Given data:

"""

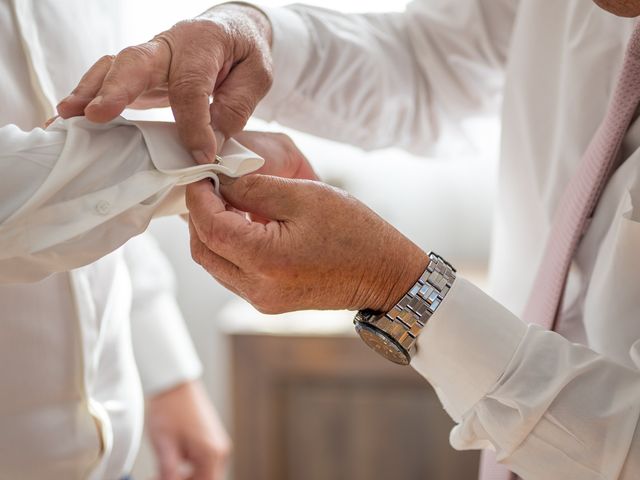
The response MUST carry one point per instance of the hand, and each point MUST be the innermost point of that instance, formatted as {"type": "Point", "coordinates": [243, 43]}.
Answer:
{"type": "Point", "coordinates": [185, 428]}
{"type": "Point", "coordinates": [320, 249]}
{"type": "Point", "coordinates": [225, 52]}
{"type": "Point", "coordinates": [282, 157]}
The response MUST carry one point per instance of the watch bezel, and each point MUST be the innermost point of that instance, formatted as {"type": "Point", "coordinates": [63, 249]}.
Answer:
{"type": "Point", "coordinates": [404, 358]}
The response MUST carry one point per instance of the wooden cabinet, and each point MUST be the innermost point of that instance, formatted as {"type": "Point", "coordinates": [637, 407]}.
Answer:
{"type": "Point", "coordinates": [328, 408]}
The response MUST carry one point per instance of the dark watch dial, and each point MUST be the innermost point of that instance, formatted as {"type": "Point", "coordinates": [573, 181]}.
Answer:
{"type": "Point", "coordinates": [383, 344]}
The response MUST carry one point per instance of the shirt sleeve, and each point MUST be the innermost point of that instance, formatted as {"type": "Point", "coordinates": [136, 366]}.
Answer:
{"type": "Point", "coordinates": [407, 79]}
{"type": "Point", "coordinates": [78, 190]}
{"type": "Point", "coordinates": [163, 349]}
{"type": "Point", "coordinates": [547, 407]}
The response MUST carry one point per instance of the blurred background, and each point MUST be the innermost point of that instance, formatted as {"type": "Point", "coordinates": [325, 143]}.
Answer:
{"type": "Point", "coordinates": [300, 396]}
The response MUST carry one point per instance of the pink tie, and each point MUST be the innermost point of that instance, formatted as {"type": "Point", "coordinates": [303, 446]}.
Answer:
{"type": "Point", "coordinates": [575, 208]}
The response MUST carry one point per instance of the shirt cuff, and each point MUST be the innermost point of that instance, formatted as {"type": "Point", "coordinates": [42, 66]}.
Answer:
{"type": "Point", "coordinates": [466, 346]}
{"type": "Point", "coordinates": [290, 50]}
{"type": "Point", "coordinates": [164, 352]}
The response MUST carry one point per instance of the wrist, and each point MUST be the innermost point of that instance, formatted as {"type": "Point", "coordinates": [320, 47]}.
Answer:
{"type": "Point", "coordinates": [395, 277]}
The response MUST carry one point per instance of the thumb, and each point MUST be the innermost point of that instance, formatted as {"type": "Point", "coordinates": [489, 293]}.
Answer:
{"type": "Point", "coordinates": [270, 197]}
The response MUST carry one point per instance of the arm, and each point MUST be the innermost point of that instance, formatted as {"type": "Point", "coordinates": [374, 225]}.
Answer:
{"type": "Point", "coordinates": [397, 79]}
{"type": "Point", "coordinates": [78, 190]}
{"type": "Point", "coordinates": [548, 407]}
{"type": "Point", "coordinates": [182, 423]}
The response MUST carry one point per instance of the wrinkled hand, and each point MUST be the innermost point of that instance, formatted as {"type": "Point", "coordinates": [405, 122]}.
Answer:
{"type": "Point", "coordinates": [184, 430]}
{"type": "Point", "coordinates": [224, 52]}
{"type": "Point", "coordinates": [320, 249]}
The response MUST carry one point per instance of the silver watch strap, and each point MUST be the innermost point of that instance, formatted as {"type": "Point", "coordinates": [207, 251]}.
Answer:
{"type": "Point", "coordinates": [405, 320]}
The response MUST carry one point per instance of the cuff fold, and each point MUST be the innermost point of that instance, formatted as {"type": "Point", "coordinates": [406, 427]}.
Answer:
{"type": "Point", "coordinates": [466, 346]}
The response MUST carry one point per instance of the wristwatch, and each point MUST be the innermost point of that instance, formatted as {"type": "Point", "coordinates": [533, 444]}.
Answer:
{"type": "Point", "coordinates": [393, 334]}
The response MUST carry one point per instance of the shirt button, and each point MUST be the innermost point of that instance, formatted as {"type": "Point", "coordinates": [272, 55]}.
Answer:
{"type": "Point", "coordinates": [103, 207]}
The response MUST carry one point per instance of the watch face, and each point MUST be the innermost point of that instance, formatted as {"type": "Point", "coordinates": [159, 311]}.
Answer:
{"type": "Point", "coordinates": [381, 344]}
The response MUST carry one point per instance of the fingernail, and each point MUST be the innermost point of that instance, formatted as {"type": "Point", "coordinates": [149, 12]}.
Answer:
{"type": "Point", "coordinates": [225, 180]}
{"type": "Point", "coordinates": [96, 102]}
{"type": "Point", "coordinates": [66, 99]}
{"type": "Point", "coordinates": [220, 139]}
{"type": "Point", "coordinates": [200, 157]}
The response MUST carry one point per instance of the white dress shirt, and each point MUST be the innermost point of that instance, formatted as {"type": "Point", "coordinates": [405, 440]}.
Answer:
{"type": "Point", "coordinates": [551, 405]}
{"type": "Point", "coordinates": [70, 397]}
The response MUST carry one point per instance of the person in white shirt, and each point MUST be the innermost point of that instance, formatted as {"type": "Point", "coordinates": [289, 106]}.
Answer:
{"type": "Point", "coordinates": [71, 403]}
{"type": "Point", "coordinates": [550, 405]}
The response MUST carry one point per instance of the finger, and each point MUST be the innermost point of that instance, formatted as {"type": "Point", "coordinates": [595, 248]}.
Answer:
{"type": "Point", "coordinates": [227, 233]}
{"type": "Point", "coordinates": [266, 196]}
{"type": "Point", "coordinates": [225, 272]}
{"type": "Point", "coordinates": [190, 86]}
{"type": "Point", "coordinates": [237, 97]}
{"type": "Point", "coordinates": [129, 76]}
{"type": "Point", "coordinates": [204, 469]}
{"type": "Point", "coordinates": [86, 90]}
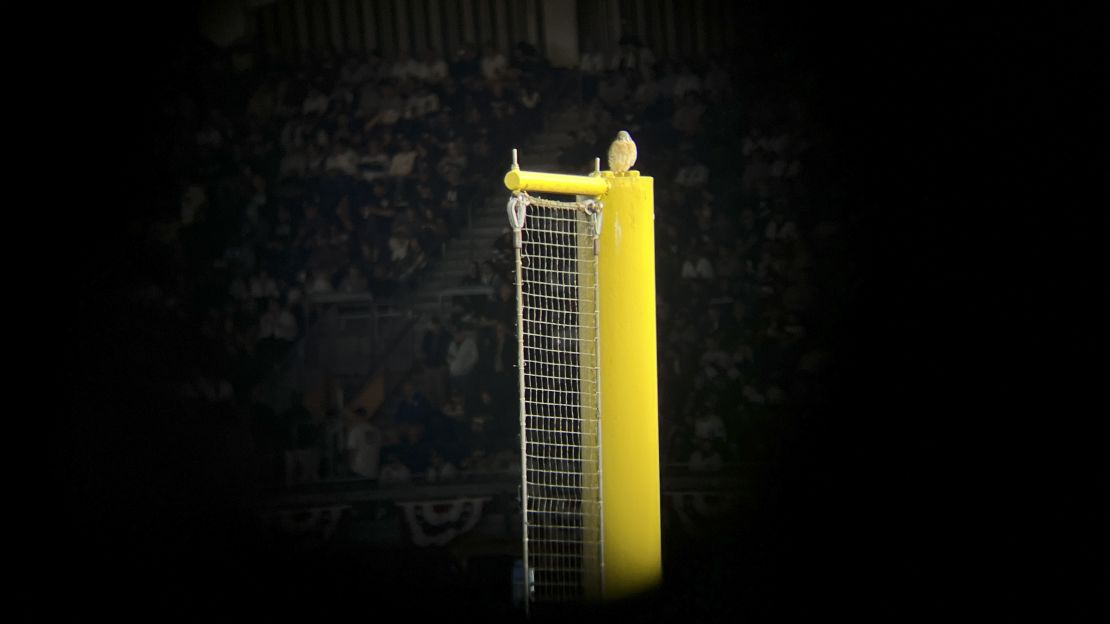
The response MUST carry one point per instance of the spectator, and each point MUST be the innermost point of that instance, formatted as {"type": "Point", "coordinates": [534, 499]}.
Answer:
{"type": "Point", "coordinates": [706, 458]}
{"type": "Point", "coordinates": [393, 471]}
{"type": "Point", "coordinates": [363, 445]}
{"type": "Point", "coordinates": [413, 408]}
{"type": "Point", "coordinates": [440, 469]}
{"type": "Point", "coordinates": [462, 359]}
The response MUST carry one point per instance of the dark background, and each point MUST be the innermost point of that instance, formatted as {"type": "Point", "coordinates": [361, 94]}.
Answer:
{"type": "Point", "coordinates": [957, 472]}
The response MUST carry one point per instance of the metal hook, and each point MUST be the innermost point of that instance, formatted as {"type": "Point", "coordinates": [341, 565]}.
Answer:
{"type": "Point", "coordinates": [517, 215]}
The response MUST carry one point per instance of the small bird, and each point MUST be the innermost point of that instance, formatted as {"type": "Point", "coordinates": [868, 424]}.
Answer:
{"type": "Point", "coordinates": [622, 153]}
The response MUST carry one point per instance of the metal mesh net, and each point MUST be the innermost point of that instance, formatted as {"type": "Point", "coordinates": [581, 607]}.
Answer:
{"type": "Point", "coordinates": [557, 312]}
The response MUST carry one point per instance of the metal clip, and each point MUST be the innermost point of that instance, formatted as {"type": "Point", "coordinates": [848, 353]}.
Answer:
{"type": "Point", "coordinates": [517, 215]}
{"type": "Point", "coordinates": [593, 209]}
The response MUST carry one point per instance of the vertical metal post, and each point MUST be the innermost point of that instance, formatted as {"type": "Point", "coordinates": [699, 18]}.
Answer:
{"type": "Point", "coordinates": [633, 555]}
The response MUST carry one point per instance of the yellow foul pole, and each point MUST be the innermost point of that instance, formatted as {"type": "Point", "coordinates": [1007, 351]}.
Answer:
{"type": "Point", "coordinates": [631, 512]}
{"type": "Point", "coordinates": [633, 554]}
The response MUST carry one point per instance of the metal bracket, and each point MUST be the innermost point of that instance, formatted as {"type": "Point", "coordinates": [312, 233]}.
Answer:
{"type": "Point", "coordinates": [593, 209]}
{"type": "Point", "coordinates": [517, 215]}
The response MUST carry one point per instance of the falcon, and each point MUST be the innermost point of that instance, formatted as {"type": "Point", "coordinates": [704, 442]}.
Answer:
{"type": "Point", "coordinates": [622, 153]}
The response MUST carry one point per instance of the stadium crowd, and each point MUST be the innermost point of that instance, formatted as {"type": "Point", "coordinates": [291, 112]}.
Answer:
{"type": "Point", "coordinates": [350, 174]}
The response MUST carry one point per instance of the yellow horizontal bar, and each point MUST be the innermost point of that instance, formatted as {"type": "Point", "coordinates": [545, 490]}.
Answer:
{"type": "Point", "coordinates": [562, 183]}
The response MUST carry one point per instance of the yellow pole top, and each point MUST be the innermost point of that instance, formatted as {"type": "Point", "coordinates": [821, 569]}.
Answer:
{"type": "Point", "coordinates": [562, 183]}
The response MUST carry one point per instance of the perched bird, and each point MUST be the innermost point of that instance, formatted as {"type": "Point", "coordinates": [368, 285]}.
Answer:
{"type": "Point", "coordinates": [622, 153]}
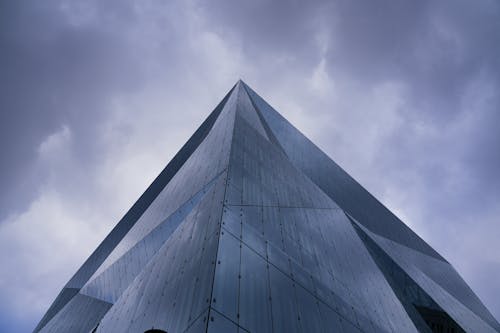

"""

Work order: Your answer should be a single number: the count of lines in the records that contain "yellow".

Reply: 3